| Objective |
Count the lines of the records below that contain the string "tree". Reply with only that number.

| Supplied records |
────────
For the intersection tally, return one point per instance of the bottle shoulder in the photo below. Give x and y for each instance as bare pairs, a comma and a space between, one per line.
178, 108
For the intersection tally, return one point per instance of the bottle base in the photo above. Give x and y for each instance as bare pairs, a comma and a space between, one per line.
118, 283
────────
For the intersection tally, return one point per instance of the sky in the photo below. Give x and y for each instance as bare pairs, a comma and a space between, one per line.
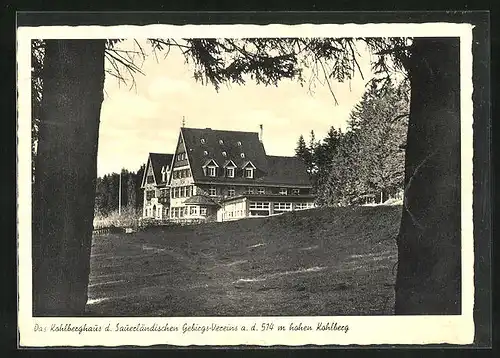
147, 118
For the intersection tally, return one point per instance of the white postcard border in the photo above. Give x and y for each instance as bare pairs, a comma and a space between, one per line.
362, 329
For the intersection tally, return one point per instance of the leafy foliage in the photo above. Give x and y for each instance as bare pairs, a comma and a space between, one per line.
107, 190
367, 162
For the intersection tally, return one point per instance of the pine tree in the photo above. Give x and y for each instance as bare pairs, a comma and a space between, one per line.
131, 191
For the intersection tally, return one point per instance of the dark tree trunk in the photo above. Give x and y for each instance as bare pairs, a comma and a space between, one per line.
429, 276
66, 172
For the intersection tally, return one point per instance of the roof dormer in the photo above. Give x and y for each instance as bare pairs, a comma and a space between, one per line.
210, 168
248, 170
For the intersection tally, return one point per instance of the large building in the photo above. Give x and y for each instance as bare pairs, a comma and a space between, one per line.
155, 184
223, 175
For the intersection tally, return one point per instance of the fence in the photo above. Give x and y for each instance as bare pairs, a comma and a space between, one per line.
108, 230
────────
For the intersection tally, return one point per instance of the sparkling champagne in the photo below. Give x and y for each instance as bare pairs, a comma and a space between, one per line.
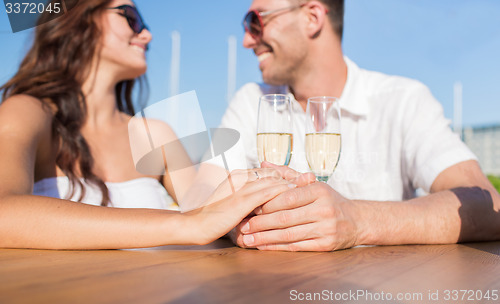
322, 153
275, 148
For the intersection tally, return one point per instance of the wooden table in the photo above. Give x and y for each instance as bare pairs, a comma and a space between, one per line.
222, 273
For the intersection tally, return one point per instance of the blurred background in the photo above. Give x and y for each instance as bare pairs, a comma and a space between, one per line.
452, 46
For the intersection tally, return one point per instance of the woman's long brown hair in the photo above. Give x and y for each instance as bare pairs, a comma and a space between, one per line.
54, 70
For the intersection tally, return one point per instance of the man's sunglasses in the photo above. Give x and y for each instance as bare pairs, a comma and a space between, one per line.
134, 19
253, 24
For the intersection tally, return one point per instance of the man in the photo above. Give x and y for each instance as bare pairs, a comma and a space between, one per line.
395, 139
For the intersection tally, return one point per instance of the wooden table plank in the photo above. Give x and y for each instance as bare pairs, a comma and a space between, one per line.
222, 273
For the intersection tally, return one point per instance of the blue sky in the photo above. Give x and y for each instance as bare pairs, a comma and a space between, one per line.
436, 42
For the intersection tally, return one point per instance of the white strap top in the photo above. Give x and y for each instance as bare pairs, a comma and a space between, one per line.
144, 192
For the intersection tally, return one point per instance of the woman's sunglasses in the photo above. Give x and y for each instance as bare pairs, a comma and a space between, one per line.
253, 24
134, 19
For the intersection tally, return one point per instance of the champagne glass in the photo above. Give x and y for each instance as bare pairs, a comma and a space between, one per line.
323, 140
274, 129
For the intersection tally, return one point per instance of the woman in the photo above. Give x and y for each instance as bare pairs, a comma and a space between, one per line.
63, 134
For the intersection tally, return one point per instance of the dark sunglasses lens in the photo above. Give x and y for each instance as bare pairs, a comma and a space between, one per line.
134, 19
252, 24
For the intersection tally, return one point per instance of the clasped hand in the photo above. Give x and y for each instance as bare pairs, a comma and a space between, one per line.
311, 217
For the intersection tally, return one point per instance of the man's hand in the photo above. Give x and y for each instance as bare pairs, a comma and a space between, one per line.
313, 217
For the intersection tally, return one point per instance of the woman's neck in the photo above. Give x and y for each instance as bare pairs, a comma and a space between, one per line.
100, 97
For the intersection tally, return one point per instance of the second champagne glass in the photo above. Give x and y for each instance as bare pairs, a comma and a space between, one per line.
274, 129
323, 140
────────
| In response |
2